**Record set**
☆ ☆ ☆ ☆ ☆ ☆ ☆

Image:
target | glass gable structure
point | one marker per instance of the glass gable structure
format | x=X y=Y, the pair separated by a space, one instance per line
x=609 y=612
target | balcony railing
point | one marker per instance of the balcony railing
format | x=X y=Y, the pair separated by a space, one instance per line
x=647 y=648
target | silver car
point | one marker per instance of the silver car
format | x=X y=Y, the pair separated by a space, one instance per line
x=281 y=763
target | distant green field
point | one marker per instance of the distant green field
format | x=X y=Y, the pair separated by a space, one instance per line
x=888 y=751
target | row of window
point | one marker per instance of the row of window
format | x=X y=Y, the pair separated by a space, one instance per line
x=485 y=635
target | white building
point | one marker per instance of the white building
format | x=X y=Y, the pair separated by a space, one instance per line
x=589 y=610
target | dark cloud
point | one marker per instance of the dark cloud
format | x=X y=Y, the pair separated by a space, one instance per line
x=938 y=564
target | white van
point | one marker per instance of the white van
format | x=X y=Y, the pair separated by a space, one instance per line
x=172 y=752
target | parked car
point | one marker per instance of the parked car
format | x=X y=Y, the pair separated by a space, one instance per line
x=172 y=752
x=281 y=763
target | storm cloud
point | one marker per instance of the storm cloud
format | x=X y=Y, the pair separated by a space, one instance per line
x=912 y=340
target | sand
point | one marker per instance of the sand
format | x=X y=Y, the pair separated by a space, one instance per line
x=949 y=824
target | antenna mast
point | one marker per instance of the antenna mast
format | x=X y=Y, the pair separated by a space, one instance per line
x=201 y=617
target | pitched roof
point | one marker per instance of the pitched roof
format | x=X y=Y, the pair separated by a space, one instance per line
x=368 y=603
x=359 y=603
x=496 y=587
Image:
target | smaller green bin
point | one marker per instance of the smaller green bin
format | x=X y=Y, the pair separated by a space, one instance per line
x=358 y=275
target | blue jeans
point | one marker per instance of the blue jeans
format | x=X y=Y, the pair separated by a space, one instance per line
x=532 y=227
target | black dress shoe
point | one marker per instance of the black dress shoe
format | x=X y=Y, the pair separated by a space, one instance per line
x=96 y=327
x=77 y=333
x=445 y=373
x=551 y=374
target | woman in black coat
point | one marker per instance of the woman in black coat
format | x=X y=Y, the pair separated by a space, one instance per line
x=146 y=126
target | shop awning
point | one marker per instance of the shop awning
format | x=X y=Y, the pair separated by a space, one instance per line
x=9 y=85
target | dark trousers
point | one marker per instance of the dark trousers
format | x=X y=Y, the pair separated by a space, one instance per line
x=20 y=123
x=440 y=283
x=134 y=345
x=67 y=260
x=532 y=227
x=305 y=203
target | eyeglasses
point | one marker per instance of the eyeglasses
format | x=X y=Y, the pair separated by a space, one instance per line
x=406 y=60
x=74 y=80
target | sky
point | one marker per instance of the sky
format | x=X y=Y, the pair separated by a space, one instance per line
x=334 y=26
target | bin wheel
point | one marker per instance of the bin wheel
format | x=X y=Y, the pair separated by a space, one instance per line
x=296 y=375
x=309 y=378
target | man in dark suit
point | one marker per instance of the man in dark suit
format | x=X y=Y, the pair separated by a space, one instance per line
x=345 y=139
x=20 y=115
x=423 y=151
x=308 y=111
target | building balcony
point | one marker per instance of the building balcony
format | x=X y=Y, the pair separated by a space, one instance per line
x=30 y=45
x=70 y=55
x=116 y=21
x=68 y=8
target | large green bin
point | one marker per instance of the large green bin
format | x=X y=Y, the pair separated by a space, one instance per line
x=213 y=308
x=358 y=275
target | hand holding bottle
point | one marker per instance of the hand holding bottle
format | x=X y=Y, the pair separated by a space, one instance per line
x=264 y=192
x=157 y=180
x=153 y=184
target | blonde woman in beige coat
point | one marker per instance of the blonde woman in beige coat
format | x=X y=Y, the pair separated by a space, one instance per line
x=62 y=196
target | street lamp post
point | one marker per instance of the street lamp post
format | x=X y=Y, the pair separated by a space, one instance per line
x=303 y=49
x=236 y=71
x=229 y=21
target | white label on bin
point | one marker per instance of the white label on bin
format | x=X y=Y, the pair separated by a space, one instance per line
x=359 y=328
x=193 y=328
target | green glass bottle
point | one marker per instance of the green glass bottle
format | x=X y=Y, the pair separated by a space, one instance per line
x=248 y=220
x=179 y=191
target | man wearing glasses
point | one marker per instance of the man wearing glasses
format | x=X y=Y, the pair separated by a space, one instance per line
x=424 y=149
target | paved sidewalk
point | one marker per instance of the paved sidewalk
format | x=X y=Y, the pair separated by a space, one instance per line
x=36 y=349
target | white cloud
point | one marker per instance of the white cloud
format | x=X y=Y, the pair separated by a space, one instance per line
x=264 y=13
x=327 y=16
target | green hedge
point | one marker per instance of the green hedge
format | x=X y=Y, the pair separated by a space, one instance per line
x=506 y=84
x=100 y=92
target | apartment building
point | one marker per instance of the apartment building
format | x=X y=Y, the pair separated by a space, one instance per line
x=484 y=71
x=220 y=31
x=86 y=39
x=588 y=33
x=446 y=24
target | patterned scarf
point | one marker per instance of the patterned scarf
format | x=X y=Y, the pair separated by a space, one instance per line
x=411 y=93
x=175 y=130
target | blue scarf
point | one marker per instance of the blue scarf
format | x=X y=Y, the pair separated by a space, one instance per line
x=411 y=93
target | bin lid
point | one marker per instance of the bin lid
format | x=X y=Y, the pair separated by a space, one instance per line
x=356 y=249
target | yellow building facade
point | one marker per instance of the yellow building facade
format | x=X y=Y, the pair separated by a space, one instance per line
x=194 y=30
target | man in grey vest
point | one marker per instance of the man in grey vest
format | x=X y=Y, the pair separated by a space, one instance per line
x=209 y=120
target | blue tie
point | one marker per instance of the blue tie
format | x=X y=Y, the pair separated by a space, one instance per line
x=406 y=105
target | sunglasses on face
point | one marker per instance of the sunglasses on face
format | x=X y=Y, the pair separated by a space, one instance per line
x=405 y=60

☆ ☆ ☆ ☆ ☆ ☆ ☆

I'd like the lines above from the one with "point | one marker per instance of the white building" up to and including the one with "point | one marker per instance of the storm" copied exactly, with no other lines.

**Final answer**
point | one marker per instance of the white building
format | x=X y=Y, the pair separated by a space, one instance per line
x=589 y=610
target | dark cloud
point | one marker per instance of the dark cloud
format | x=X y=Y, the pair separated by a space, one instance per line
x=938 y=564
target | white van
point | one marker per instance of the white van
format | x=X y=Y, the pair separated by a space, one instance per line
x=172 y=752
target | parked car
point | one marker per instance of the parked car
format | x=X y=Y, the pair separated by a space, one instance per line
x=172 y=752
x=281 y=763
target | storm cloud
point | one marker per instance of the storm cloud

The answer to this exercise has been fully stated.